### Task data
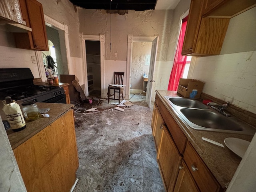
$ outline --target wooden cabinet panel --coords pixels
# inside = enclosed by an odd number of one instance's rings
[[[230,19],[202,18],[194,53],[202,55],[220,54]]]
[[[167,125],[168,129],[177,146],[177,148],[178,149],[180,153],[181,154],[183,154],[185,150],[188,139],[177,124],[177,123],[161,100],[159,98],[158,99],[156,99],[156,102],[158,107],[158,109],[162,115],[163,120]]]
[[[36,0],[20,0],[22,16],[32,32],[14,34],[18,48],[48,50],[48,42],[42,4]]]
[[[184,156],[184,160],[201,191],[220,190],[218,183],[189,142]]]
[[[28,192],[69,192],[78,166],[73,110],[13,152]]]
[[[182,47],[182,55],[190,54],[194,51],[201,22],[203,2],[203,0],[191,0]]]
[[[175,184],[174,192],[199,192],[186,165],[182,161]]]
[[[164,126],[157,160],[166,191],[172,191],[179,170],[182,157],[167,129]]]
[[[206,0],[205,17],[231,18],[256,6],[255,0]]]
[[[70,99],[69,97],[69,90],[68,90],[68,85],[63,86],[65,94],[66,94],[66,101],[68,104],[70,104]]]
[[[18,0],[0,1],[0,23],[22,23],[22,20]]]
[[[155,140],[156,151],[158,151],[159,148],[159,145],[162,138],[162,129],[164,126],[163,125],[164,122],[158,110],[157,110],[156,112],[156,123],[155,124],[154,132],[153,133],[153,136],[154,136]]]

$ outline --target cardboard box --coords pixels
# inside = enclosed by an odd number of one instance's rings
[[[204,83],[193,79],[180,79],[178,92],[184,97],[199,98]]]

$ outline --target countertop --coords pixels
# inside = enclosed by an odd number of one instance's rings
[[[22,102],[17,102],[21,106]],[[6,132],[10,142],[13,150],[31,138],[36,134],[49,125],[60,116],[63,114],[68,109],[74,106],[72,104],[63,104],[59,103],[36,103],[39,109],[50,108],[50,110],[47,112],[50,117],[48,118],[40,117],[34,121],[28,122],[26,121],[26,127],[24,130],[14,132],[10,128],[7,130]],[[2,120],[6,120],[5,114],[2,110],[3,104],[0,102],[0,114]]]
[[[156,94],[172,115],[206,165],[224,188],[231,180],[242,158],[232,152],[224,143],[228,137],[239,138],[251,141],[253,136],[200,131],[190,127],[180,118],[164,96],[177,96],[177,92],[157,90]],[[202,139],[202,137],[222,143],[219,147]]]
[[[69,84],[68,83],[61,83],[60,82],[59,82],[58,85],[49,85],[47,83],[46,83],[45,82],[37,82],[36,83],[34,83],[34,84],[36,85],[41,85],[43,86],[55,86],[56,87],[64,87],[64,86],[69,85]]]

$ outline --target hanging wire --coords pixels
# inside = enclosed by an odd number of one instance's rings
[[[111,25],[111,15],[112,14],[112,0],[110,0],[110,52],[111,52],[111,42],[112,42],[112,25]]]

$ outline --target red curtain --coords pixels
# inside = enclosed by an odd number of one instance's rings
[[[187,25],[187,20],[182,20],[182,23],[180,33],[180,36],[177,46],[177,50],[175,53],[174,60],[171,75],[170,77],[169,85],[168,85],[168,90],[169,91],[177,91],[179,84],[180,78],[182,77],[184,72],[184,68],[187,61],[186,56],[181,55],[181,52],[182,50],[183,41],[185,36],[185,32]]]

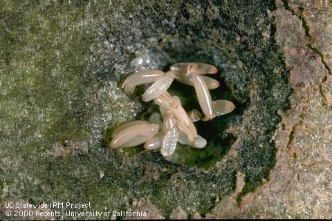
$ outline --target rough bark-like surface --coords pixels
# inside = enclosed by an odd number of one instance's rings
[[[328,218],[331,3],[313,2],[1,1],[1,218],[15,200],[149,218]],[[196,124],[208,146],[169,159],[109,149],[119,124],[156,109],[124,79],[189,61],[215,65],[213,99],[237,106]],[[192,88],[170,93],[198,108]]]

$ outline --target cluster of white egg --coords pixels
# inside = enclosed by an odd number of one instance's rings
[[[206,140],[197,134],[193,124],[198,120],[208,121],[232,112],[235,106],[230,101],[212,101],[209,90],[219,86],[219,82],[205,74],[215,74],[214,66],[204,63],[177,63],[169,70],[145,70],[129,75],[122,84],[128,94],[132,94],[138,85],[151,84],[142,95],[145,102],[154,100],[159,106],[163,121],[137,120],[120,126],[113,132],[111,148],[135,146],[144,144],[145,149],[160,148],[167,157],[174,153],[178,142],[195,148],[204,148]],[[194,87],[202,114],[194,109],[186,112],[180,98],[167,92],[173,81]]]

### Written instruction
Reproduce all of the records above verbatim, omitting the pictures.

### Final answer
$ outline --target wooden cabinet panel --coords pixels
# inside = enclosed by an odd number of one instance's rings
[[[230,19],[202,18],[194,53],[202,55],[220,54]]]
[[[167,125],[168,129],[177,146],[177,148],[178,149],[180,153],[181,154],[183,154],[185,150],[188,139],[177,124],[177,123],[161,100],[159,98],[158,99],[156,99],[156,102],[158,107],[158,109],[162,115],[163,120]]]
[[[36,0],[20,0],[22,16],[32,32],[14,34],[18,48],[48,50],[48,42],[42,4]]]
[[[184,156],[184,160],[201,191],[220,190],[218,183],[189,142]]]
[[[28,192],[69,192],[78,166],[73,110],[13,152]]]
[[[182,47],[182,55],[190,54],[194,51],[201,22],[203,2],[203,0],[191,0]]]
[[[175,184],[174,192],[199,192],[186,165],[182,161]]]
[[[164,126],[157,160],[166,191],[172,191],[179,170],[182,157],[167,129]]]
[[[206,0],[205,17],[231,18],[256,6],[255,0]]]
[[[70,99],[69,97],[69,90],[68,90],[68,85],[63,86],[65,94],[66,94],[66,101],[68,104],[70,104]]]
[[[18,0],[0,1],[0,23],[22,23],[22,20]]]
[[[155,140],[156,151],[158,151],[159,148],[159,145],[162,138],[162,129],[164,126],[163,125],[164,122],[158,110],[157,110],[156,112],[156,123],[155,124],[154,132],[153,133],[153,136],[154,136]]]

$ outline --target cardboard box --coords pixels
# inside = enclosed by an odd number of one instance's rings
[[[204,83],[193,79],[180,79],[178,92],[184,97],[199,98]]]

$ outline --target countertop --coords pixels
# inside = enclosed by an odd number of one instance's rings
[[[22,102],[17,102],[21,106]],[[6,132],[10,142],[13,150],[31,138],[36,134],[49,125],[60,116],[63,114],[68,109],[74,106],[72,104],[63,104],[59,103],[36,103],[39,109],[50,108],[50,110],[47,112],[50,117],[48,118],[40,117],[34,121],[28,122],[26,121],[26,127],[24,130],[14,132],[10,128],[7,130]],[[2,120],[6,120],[5,114],[2,110],[3,104],[0,102],[0,114]]]
[[[156,94],[172,115],[206,165],[224,188],[231,180],[242,158],[232,152],[224,143],[228,137],[239,138],[251,141],[253,136],[200,131],[190,127],[180,118],[164,96],[177,96],[177,92],[157,90]],[[202,139],[202,137],[222,143],[219,147]]]
[[[69,84],[68,83],[61,83],[60,82],[59,82],[58,85],[49,85],[47,83],[46,83],[45,82],[37,82],[36,83],[34,83],[34,84],[36,85],[41,85],[43,86],[55,86],[56,87],[64,87],[64,86],[69,85]]]

$ outline --target hanging wire --coords pixels
# inside = enclosed by an odd number of one instance's rings
[[[111,25],[111,15],[112,14],[112,0],[110,0],[110,52],[111,52],[111,42],[112,42],[112,25]]]

$ outline --target red curtain --coords pixels
# inside = enclosed by an odd number of one instance's rings
[[[187,25],[187,20],[182,20],[182,23],[180,33],[180,36],[177,46],[177,50],[175,53],[174,60],[171,75],[170,77],[169,85],[168,85],[168,90],[169,91],[177,91],[179,84],[180,78],[182,77],[184,72],[184,68],[187,61],[186,56],[181,55],[181,52],[182,50],[183,41],[185,36],[185,32]]]

$ outline --target rough bark-like surface --coords pixels
# inside = enclosed by an odd number of one instance's rings
[[[328,218],[331,3],[313,2],[1,1],[1,218],[15,200],[149,218]],[[196,124],[208,146],[169,159],[109,149],[119,124],[156,109],[124,79],[189,61],[215,65],[213,99],[237,106]],[[192,88],[170,93],[198,108]]]

$ outline --target cluster of white egg --coords pixels
# inside = enclosed by an odd number of one instance's rings
[[[206,140],[197,134],[193,124],[198,120],[208,121],[232,112],[235,106],[230,101],[212,101],[209,90],[219,86],[219,82],[205,74],[215,74],[214,66],[204,63],[177,63],[169,70],[145,70],[129,75],[122,84],[128,94],[132,94],[138,85],[151,84],[142,95],[145,102],[154,100],[159,106],[163,121],[137,120],[120,126],[113,132],[111,148],[135,146],[144,144],[145,149],[160,148],[167,157],[174,153],[178,142],[195,148],[204,148]],[[194,87],[202,114],[194,109],[186,112],[180,98],[167,92],[173,81]]]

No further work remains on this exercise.